# Temporizador redisparable con Arduino UNO



## losc (Nov 11, 2014)

Hola buenos días gente disculpe que los moleste pero necesito su ayuda ( la gente que mas se adentra en este mundo de la programación).
Estoy realizando un pequeño proyecto el cual consta de la siguiente función:

Un sensor de movimiento le manda un pulso al arduino (VCC), este si lo lee como HIGH, arduino activa su temporizador por 1min y manda una señal a un relay Externo para alimentar una carga.( ejemplo de tiempo creo que sera de 10 mins).
Si el sensor de movimiento vuelve a mandar un pulso dentro del tiempo de 1mins, el arduino tiene que recibirlo y volver a contar el tiempo osea 1min. que se reinicie el tiempo sin que corte la señal que le está mandando al relay.

Tantas veces mande señal el sensor, tantas veces se tiene que reiniciar  el temporizador a 0 sin cortar la señal.
════════════════════
_Tareas propuestas:_
1/ ¿Concuerdan con el fragmento estas afirmaciones? (a) El sensor de movimiento manda un pulso al Arduino. (b) Cuando llega un nuevo pulso dentro del minuto, se corta la señal al relay antes de reiniciar el tiempo. (c) El temporizador solo debe reiniciarse la primera vez que el sensor vuelve a mandar señal. Contesta sí o no a cada una y cita literalmente las palabras que lo deciden.
2/ Copia del fragmento, sin cambiar nada, el pasaje que empieza en "## losc (Nov" y termina en "de 10 mins).".
════════════════════
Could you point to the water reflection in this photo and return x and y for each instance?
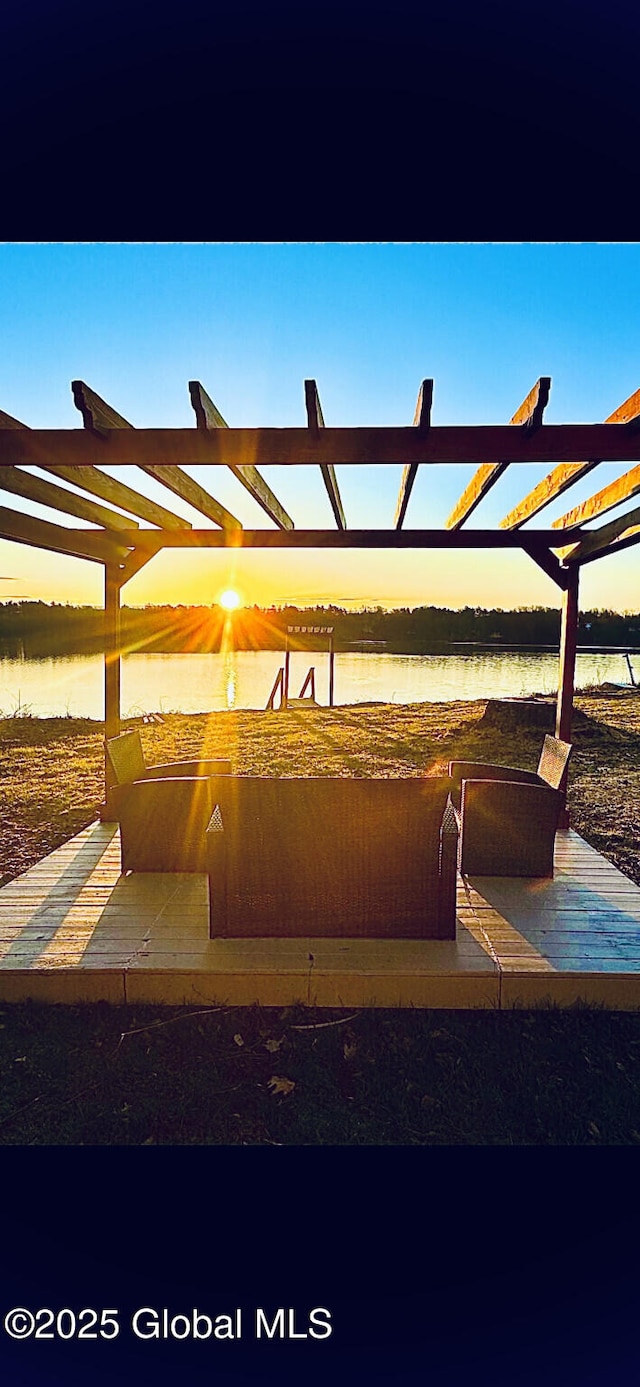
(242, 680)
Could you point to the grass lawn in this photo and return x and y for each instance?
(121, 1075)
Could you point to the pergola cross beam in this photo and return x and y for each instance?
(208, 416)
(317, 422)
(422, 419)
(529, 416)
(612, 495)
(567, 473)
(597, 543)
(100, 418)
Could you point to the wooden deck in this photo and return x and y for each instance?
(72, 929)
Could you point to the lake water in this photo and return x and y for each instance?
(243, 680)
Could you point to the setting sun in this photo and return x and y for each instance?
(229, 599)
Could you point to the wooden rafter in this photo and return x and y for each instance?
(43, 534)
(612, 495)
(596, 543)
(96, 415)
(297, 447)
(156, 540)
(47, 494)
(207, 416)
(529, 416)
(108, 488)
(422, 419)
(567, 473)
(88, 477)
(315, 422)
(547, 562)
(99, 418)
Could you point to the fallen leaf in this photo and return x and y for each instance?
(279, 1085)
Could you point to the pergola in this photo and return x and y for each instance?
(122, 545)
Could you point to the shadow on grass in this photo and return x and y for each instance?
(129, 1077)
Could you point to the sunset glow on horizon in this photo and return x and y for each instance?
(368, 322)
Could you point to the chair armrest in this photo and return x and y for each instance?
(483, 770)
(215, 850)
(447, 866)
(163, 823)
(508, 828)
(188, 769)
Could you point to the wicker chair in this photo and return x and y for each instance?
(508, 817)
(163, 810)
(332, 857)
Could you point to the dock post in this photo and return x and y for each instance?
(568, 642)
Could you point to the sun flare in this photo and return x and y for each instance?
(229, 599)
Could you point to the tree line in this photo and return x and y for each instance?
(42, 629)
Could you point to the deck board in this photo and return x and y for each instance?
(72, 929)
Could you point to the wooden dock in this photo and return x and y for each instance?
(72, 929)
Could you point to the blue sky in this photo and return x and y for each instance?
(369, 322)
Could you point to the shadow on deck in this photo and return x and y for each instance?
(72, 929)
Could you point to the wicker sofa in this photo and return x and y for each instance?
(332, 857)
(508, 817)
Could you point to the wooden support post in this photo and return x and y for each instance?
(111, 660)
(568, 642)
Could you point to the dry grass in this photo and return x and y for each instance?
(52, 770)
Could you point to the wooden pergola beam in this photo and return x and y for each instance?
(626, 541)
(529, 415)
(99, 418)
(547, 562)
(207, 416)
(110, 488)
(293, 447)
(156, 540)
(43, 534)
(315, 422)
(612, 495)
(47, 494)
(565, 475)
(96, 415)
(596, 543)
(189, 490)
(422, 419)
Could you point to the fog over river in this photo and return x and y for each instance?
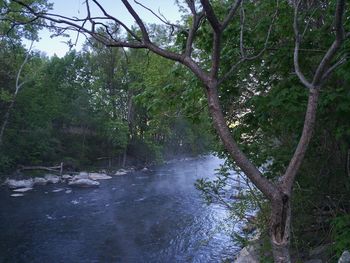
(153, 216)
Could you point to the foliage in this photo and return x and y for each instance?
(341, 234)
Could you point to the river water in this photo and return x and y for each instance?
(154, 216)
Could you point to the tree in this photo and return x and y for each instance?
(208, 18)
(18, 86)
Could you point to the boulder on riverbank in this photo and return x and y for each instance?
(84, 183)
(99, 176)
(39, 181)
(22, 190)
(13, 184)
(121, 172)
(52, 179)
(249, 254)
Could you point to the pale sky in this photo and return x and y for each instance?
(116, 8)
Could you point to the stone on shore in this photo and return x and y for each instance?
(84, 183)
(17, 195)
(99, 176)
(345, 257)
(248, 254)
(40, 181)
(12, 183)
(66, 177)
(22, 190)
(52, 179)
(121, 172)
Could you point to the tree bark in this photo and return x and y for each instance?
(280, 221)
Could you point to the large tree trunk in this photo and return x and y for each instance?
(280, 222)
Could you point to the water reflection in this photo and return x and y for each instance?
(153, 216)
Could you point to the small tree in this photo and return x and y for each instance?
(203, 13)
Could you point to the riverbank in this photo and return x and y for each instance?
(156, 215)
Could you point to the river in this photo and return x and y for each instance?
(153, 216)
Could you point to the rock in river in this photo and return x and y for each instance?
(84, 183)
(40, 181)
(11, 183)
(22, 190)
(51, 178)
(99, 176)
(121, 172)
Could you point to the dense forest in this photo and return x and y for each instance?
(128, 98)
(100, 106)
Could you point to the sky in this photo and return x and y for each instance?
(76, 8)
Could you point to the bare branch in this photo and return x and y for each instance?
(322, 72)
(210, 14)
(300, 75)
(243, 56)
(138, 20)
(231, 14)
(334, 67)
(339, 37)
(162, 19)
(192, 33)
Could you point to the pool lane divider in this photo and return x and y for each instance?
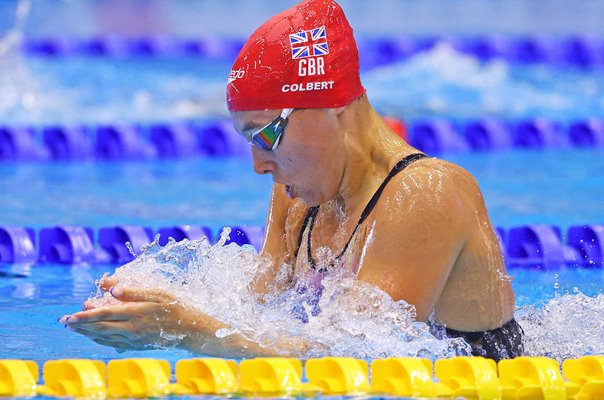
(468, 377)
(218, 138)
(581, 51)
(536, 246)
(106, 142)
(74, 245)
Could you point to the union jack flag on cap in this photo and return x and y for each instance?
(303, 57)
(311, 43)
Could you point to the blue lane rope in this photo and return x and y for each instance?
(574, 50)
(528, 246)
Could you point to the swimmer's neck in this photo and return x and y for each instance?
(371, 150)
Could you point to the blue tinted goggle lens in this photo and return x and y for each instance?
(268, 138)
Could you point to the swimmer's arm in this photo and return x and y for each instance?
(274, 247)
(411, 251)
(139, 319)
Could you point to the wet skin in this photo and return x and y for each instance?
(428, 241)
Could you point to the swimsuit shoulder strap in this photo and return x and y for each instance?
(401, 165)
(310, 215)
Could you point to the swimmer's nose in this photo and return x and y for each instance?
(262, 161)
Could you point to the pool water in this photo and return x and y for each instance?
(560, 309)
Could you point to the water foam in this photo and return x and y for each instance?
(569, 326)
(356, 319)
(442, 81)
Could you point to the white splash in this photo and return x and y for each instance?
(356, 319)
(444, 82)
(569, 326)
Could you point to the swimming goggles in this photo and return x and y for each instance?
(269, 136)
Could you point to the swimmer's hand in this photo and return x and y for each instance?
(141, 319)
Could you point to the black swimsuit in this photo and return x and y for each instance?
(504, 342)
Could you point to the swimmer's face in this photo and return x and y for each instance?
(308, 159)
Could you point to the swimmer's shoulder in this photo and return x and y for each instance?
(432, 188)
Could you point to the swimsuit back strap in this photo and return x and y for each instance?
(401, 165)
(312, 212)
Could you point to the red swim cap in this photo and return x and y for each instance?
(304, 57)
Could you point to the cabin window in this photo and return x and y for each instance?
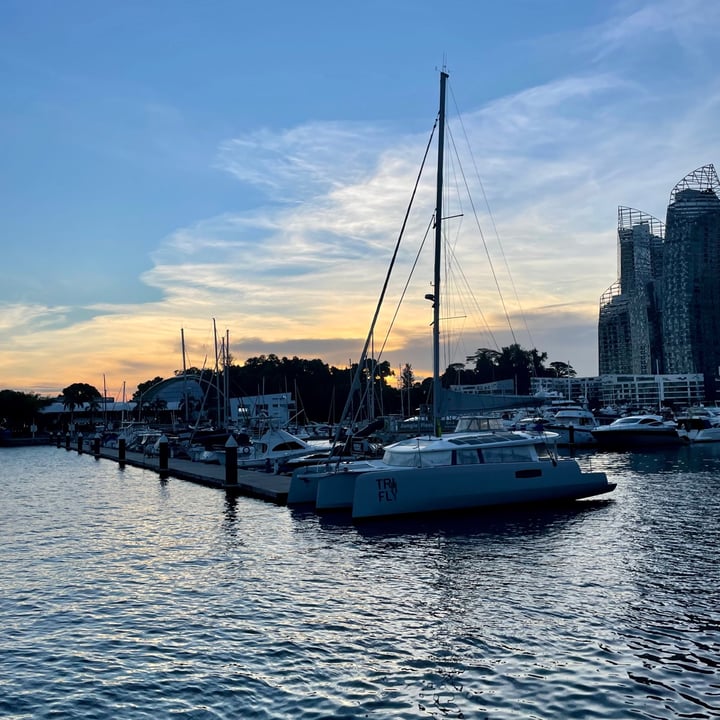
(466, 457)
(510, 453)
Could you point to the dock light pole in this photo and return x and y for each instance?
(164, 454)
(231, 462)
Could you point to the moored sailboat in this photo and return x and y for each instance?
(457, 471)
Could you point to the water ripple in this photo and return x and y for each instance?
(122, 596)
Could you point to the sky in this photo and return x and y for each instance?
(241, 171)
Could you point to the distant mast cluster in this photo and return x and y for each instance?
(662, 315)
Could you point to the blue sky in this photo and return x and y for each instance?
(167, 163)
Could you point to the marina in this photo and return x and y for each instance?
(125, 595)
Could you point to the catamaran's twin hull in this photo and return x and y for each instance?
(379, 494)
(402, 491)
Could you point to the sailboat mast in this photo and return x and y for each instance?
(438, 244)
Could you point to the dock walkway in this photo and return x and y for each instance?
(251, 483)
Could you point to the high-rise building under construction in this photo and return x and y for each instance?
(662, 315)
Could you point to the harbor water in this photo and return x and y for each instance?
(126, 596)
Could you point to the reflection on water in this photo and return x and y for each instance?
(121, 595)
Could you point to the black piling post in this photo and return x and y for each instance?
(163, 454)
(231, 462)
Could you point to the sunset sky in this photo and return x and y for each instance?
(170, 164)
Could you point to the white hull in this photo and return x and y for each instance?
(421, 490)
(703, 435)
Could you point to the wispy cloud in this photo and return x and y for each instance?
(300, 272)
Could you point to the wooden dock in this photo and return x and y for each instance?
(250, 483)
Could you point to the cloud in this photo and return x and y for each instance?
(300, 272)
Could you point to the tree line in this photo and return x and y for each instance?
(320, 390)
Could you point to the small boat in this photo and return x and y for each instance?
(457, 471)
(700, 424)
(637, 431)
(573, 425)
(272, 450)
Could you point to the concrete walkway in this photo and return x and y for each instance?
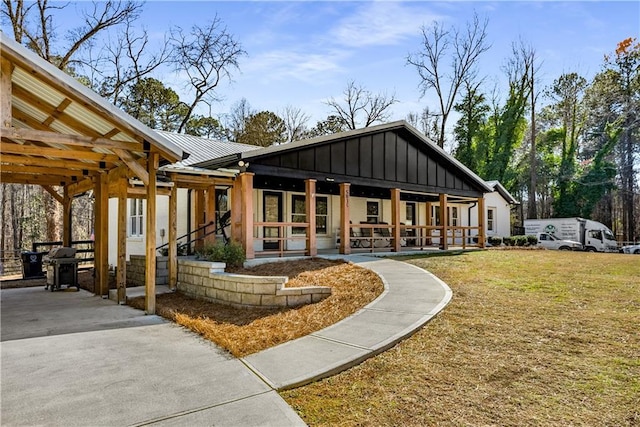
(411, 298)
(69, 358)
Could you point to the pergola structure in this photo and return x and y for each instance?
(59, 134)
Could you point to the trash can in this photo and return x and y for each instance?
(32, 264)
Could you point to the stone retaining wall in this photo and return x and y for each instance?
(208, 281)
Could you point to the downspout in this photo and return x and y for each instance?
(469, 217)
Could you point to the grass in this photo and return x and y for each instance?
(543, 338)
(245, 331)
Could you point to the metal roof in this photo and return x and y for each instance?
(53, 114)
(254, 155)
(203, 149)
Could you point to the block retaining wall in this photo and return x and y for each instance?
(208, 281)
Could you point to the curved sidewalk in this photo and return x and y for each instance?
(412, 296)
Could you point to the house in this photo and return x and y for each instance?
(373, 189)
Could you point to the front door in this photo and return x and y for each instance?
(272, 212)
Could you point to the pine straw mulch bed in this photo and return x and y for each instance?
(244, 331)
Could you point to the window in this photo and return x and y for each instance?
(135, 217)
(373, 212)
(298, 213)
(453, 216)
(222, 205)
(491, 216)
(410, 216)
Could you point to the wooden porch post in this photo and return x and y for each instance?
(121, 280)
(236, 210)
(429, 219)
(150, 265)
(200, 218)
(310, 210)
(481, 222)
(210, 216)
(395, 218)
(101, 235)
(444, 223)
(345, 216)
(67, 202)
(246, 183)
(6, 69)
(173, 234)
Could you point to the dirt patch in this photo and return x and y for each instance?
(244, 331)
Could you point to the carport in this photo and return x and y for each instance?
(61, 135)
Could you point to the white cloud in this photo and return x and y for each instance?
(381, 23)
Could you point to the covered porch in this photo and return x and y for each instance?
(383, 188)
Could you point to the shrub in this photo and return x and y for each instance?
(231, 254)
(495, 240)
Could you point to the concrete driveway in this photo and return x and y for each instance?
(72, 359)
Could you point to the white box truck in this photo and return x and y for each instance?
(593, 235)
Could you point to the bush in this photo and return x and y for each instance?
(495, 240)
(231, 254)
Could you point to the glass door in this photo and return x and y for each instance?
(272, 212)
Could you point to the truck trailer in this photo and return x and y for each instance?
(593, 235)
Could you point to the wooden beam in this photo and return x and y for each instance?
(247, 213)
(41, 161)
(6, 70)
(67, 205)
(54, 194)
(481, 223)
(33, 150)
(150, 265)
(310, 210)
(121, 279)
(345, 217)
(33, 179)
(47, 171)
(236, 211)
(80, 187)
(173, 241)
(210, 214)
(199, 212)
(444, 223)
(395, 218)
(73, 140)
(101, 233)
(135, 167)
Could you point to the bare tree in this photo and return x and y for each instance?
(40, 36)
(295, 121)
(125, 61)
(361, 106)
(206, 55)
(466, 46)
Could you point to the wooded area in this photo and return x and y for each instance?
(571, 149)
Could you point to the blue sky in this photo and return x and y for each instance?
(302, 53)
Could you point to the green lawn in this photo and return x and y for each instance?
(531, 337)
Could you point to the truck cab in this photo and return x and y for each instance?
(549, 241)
════════════════════
_Soluciones:_
1/
(a) Sí: "Un sensor de movimiento le manda un pulso al arduino (VCC)".
(b) No: "que se reinicie el tiempo sin que corte la señal que le está mandando al relay".
(c) No: "Tantas veces mande señal el sensor, tantas veces se tiene que reiniciar".

2/
## losc (Nov 11, 2014)

Hola buenos días gente disculpe que los moleste pero necesito su ayuda ( la gente que mas se adentra en este mundo de la programación).
Estoy realizando un pequeño proyecto el cual consta de la siguiente función:

Un sensor de movimiento le manda un pulso al arduino (VCC), este si lo lee como HIGH, arduino activa su temporizador por 1min y manda una señal a un relay Externo para alimentar una carga.( ejemplo de tiempo creo que sera de 10 mins).